#### What you should do
Below is a block of records; reproduce all of them exactly and leave out any pictures.

===== Available records =====

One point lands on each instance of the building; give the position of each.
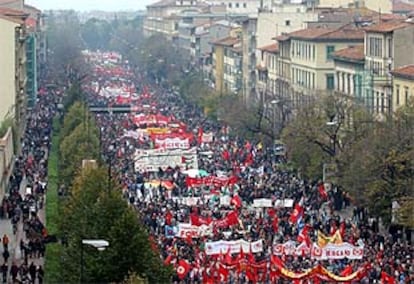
(163, 16)
(13, 64)
(403, 86)
(349, 67)
(388, 46)
(238, 6)
(311, 59)
(227, 63)
(383, 6)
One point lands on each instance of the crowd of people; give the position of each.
(259, 175)
(26, 195)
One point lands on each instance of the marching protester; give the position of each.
(223, 210)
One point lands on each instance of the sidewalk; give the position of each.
(6, 227)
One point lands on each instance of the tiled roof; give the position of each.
(227, 41)
(342, 33)
(162, 3)
(354, 53)
(404, 71)
(272, 48)
(386, 27)
(399, 6)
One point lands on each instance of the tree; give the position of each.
(82, 143)
(97, 212)
(76, 115)
(323, 132)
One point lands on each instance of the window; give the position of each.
(406, 95)
(330, 49)
(330, 81)
(397, 95)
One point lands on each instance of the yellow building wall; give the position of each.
(219, 68)
(399, 86)
(7, 68)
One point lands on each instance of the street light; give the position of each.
(100, 245)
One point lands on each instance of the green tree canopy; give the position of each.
(82, 143)
(95, 211)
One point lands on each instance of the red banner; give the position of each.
(211, 180)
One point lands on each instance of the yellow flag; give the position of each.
(336, 238)
(323, 240)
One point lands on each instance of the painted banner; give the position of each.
(172, 143)
(262, 202)
(330, 251)
(152, 160)
(207, 137)
(221, 247)
(210, 180)
(187, 230)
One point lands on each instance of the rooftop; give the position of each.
(353, 53)
(226, 41)
(271, 48)
(387, 27)
(404, 71)
(346, 33)
(399, 6)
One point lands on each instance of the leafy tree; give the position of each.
(76, 114)
(97, 212)
(82, 143)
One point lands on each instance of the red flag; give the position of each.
(322, 191)
(386, 278)
(347, 271)
(342, 228)
(304, 236)
(276, 261)
(183, 269)
(200, 135)
(228, 258)
(250, 256)
(236, 201)
(223, 273)
(168, 260)
(275, 224)
(296, 213)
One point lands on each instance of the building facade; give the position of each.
(403, 86)
(388, 45)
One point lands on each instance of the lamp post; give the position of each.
(111, 152)
(100, 245)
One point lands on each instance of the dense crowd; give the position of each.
(26, 194)
(387, 257)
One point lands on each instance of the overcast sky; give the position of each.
(85, 5)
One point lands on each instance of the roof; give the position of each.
(162, 3)
(345, 33)
(387, 27)
(352, 53)
(226, 41)
(271, 48)
(399, 6)
(404, 72)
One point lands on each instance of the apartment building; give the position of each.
(311, 59)
(403, 86)
(227, 60)
(349, 69)
(388, 46)
(13, 63)
(163, 16)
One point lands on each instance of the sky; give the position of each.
(86, 5)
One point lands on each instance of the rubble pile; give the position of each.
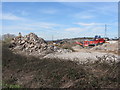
(107, 47)
(34, 45)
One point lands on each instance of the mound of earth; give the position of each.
(107, 47)
(31, 44)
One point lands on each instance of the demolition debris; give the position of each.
(33, 45)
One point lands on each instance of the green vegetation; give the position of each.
(31, 72)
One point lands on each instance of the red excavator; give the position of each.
(90, 43)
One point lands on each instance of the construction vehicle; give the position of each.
(90, 43)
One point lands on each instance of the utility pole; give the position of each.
(105, 30)
(52, 37)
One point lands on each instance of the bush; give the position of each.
(31, 72)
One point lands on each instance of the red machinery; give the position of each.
(96, 41)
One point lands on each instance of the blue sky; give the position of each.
(60, 19)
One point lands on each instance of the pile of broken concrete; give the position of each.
(33, 45)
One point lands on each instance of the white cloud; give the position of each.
(89, 24)
(48, 11)
(74, 29)
(9, 16)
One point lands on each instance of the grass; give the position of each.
(31, 72)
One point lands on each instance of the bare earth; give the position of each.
(82, 56)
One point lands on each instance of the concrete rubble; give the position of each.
(33, 45)
(107, 47)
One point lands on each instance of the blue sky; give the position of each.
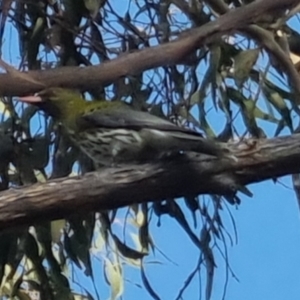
(266, 259)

=====

#### Final answer
One point lands on each instance of the building; give the position of each.
(163, 16)
(13, 64)
(403, 86)
(349, 67)
(388, 46)
(238, 6)
(311, 59)
(227, 63)
(383, 6)
One point lands on each instance of the crowd of people; give the position of each.
(259, 175)
(26, 195)
One point lands on each instance of the marching protester; give the position of each.
(223, 210)
One point lands on each instance of the sidewalk; give the position of each.
(6, 227)
One point lands on each instance of the tiled roof; give the position of each.
(227, 41)
(342, 33)
(162, 3)
(354, 53)
(404, 71)
(272, 48)
(386, 27)
(399, 6)
One point lands on each instance of the tree; give the position of each.
(82, 143)
(97, 212)
(76, 115)
(323, 132)
One point lands on each instance of the window; give the position of each.
(406, 95)
(330, 49)
(330, 81)
(397, 95)
One point lands on each instance of the yellow building wall; give the position of each.
(219, 68)
(399, 86)
(7, 68)
One point lands on each instance of the street light; give the position of each.
(100, 245)
One point lands on each instance of the green tree canopy; give the position of each.
(82, 143)
(95, 211)
One point lands on each instance of the red banner; give the position of each.
(211, 180)
One point lands on each instance of the yellow flag; give the position of each.
(336, 238)
(323, 240)
One point lands on each instance of the painted banner; give the position of each.
(172, 143)
(262, 202)
(330, 251)
(152, 160)
(207, 137)
(221, 247)
(210, 180)
(187, 230)
One point lands on each instance of the rooftop; give the position of each.
(353, 53)
(226, 41)
(271, 48)
(387, 27)
(404, 71)
(346, 33)
(399, 6)
One point lands on each instance of the leafy tree; give the position of each.
(76, 114)
(97, 212)
(82, 143)
One point lands on each instance of the red flag; give the position of each.
(322, 191)
(386, 278)
(347, 271)
(342, 228)
(304, 236)
(276, 261)
(183, 269)
(200, 135)
(228, 258)
(250, 256)
(236, 201)
(223, 273)
(168, 260)
(275, 224)
(296, 213)
One point lands on each instance of the building facade; give the position of each.
(403, 86)
(388, 45)
One point lands on each instance of the lamp post; give the position of each.
(111, 152)
(100, 245)
One point lands on each instance of the dense crowd; give the position of each.
(26, 194)
(387, 257)
One point lands on each instance of the overcast sky; give the position of each.
(85, 5)
One point lands on each instance of the roof; give the position of each.
(162, 3)
(345, 33)
(387, 27)
(352, 53)
(226, 41)
(271, 48)
(399, 6)
(404, 72)
One point lands on each instance of the apartment building; give the position of each.
(311, 59)
(403, 86)
(227, 60)
(349, 69)
(388, 46)
(13, 63)
(163, 16)
One point lands on each instance of the sky; give the position of each.
(86, 5)
One point lands on each instance of the rubble pile; give the position of each.
(107, 47)
(34, 45)
One point lands on each instance of the mound of earth; give the position of each.
(107, 47)
(31, 44)
One point lands on each instance of the demolition debris; give the position of each.
(33, 45)
One point lands on each instance of the green vegetation; give the position of each.
(31, 72)
One point lands on each instance of the red excavator; give the position of each.
(90, 43)
One point lands on each instance of the construction vehicle; give the position of each.
(90, 43)
One point lands on each instance of the utility pole; give the position of each.
(105, 30)
(52, 37)
One point lands on each instance of the bush; give the position of each.
(31, 72)
One point lands on each instance of the red machinery; give the position of each.
(96, 41)
One point lands on each instance of the blue sky; give the position of each.
(60, 19)
One point lands on each instance of the pile of broken concrete; give the position of each.
(33, 45)
One point lands on each instance of the white cloud; give the position of each.
(89, 24)
(48, 11)
(74, 29)
(9, 16)
One point lands on each instance of the grass; give the position of each.
(31, 72)
One point lands on each instance of the bare earth; give the position of each.
(82, 56)
One point lands on each instance of the concrete rubble; give the position of each.
(33, 45)
(107, 47)
One point lands on each instance of the blue sky; give the position of each.
(266, 259)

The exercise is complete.